▶ _Belge alıntısı_
________________________

Aknede Cutibacterium acnes hedefleyen tedaviler, antibakteriyel tedaviler
Akne tedavisinde kullanılan topikal antibiyotikler arasında benzoil peroksit (BP), klindamisin, eritromisin, dapson ve minosiklin bulunur. Bu ajanlar C. acnes konsantrasyonunu azaltır, anti-inflamatuar özelliklere sahiptir ve etkinliği artırmak için topikal retinoidlerle birleştirilebilir. BP, keratini parçalayan ve diğer antibiyotiklerle monoterapinin aksine antimikrobiyal dirence yol açmadan C. acnes'in peroksidasyonuna neden olan serbest radikalleri serbest bırakır. Klindamisin, C. acnes'in eritromisine karşı direnç olduğunda tercih edilir. Topikal dapson, renkli ciltlerde, iltihaplı aknesi olan kadınlarda ve/veya hassas ciltli, alerjisi veya diğer kontrendikasyonları olanlarda da ilk tedavi olarak kullanılabilen daha yeni bir ikinci basamak ajandır. Daha yeni bir ajan olan topikal minosiklinin, iltihaplı akne tedavisinde mükemmel bir etkinliğe sahip olduğu gösterilmiştir. Son olarak, sodyum sülfasetamid, kükürt, salisilik asit ve azelaik asit, akne tedavisinde faydalı olabilecek antimikrobiyal özelliklere sahip diğer topikal ajanlardır. Salisilik asit ve azelaik asit, inflamasyon sonrası hiperpigmentasyonun tedavisinde kullanılabilir.

________________________

▶ _Verilen veriler_
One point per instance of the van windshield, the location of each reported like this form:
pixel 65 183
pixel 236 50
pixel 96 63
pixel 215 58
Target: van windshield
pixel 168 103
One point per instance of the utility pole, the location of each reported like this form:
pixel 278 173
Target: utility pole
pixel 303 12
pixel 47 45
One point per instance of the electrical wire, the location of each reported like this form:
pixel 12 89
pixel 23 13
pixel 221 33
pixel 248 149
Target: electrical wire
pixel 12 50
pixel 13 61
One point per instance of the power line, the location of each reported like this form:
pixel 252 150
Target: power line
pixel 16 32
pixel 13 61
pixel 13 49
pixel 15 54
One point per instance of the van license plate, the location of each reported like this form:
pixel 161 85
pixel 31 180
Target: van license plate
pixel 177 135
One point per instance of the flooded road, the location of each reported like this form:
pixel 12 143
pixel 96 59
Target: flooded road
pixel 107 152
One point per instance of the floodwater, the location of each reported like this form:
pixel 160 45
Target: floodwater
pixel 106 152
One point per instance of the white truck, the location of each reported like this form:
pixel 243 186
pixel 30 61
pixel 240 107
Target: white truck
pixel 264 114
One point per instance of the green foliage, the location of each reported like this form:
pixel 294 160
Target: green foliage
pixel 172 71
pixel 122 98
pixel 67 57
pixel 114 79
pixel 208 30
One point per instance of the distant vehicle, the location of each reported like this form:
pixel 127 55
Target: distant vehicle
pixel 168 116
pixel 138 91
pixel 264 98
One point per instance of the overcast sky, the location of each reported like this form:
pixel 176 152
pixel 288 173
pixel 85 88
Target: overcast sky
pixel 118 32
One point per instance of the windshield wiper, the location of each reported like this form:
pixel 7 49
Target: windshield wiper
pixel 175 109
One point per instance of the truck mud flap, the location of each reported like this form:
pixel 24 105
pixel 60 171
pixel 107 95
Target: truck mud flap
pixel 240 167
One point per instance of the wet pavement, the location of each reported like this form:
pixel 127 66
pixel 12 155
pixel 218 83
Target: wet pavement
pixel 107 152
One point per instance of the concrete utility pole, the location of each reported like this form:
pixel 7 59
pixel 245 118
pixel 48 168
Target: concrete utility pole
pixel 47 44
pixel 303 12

________________________

▶ _Görev A_
Aşağıdaki ifadelerin akne tedavisi metniyle uyuşup uyuşmadığını her biri için evet ya da hayır diyerek belirtin ve kararı veren sözleri metinden aynen alıntılayın.
(i) Benzoil peroksit, antimikrobiyal dirence yol açar.
(ii) C. acnes eritromisine dirençliyse klindamisin tercih edilir.
(iii) Salisilik asit, inflamasyon sonrası hiperpigmentasyonun tedavisinde kullanılabilir.
▶ _Görev B_
Akne tedavisi metnine göre topikal minosiklinin hangi tür aknenin tedavisinde mükemmel bir etkinliğe sahip olduğu gösterilmiştir?
▶ _Görev C_
Akne tedavisi metnini, son cümlesinden sonra gelecek birkaç cümleyle sürdürün.

▶ _Yanıt A_
(i) Hayır: "diğer antibiyotiklerle monoterapinin aksine antimikrobiyal dirence yol açmadan"
(ii) Evet: "Klindamisin, C. acnes'in eritromisine karşı direnç olduğunda tercih edilir."
(iii) Evet: "Salisilik asit ve azelaik asit, inflamasyon sonrası hiperpigmentasyonun tedavisinde kullanılabilir."

▶ _Yanıt B_
İltihaplı aknenin tedavisinde.

▶ _Yanıt C_
Sistemik antibiyotikler akne tedavisinin bir diğer temel taşıdır; tetrasiklinler en çok kullanılanlardır ve doksisiklin, minosiklin ve daha yeni ajan sarekisin ile birlikte kullanılırlar. Bakteriyel ribozomların 30S alt birimini inhibe ederler ve akne tedavisinde submikrobiyal dozajın sürekli etkinliğiyle kanıtlandığı gibi güçlü anti-inflamatuar özelliklere sahiptirler. Penisilinler, sülfonamitler ve makrolidler daha az yaygın olarak kullanılır.
Aknede yara iyileşmesini hedefleyen tedaviler
Kortikosteroidlerin topikal formları, hipertrofik skar gelişiminin akut fazında birinci basamak tedavi olarak kullanılmaktadır. Ayrıca, hipertrofik skarın erken evresinde kortikosteroid enjeksiyonları da uygulanabilir.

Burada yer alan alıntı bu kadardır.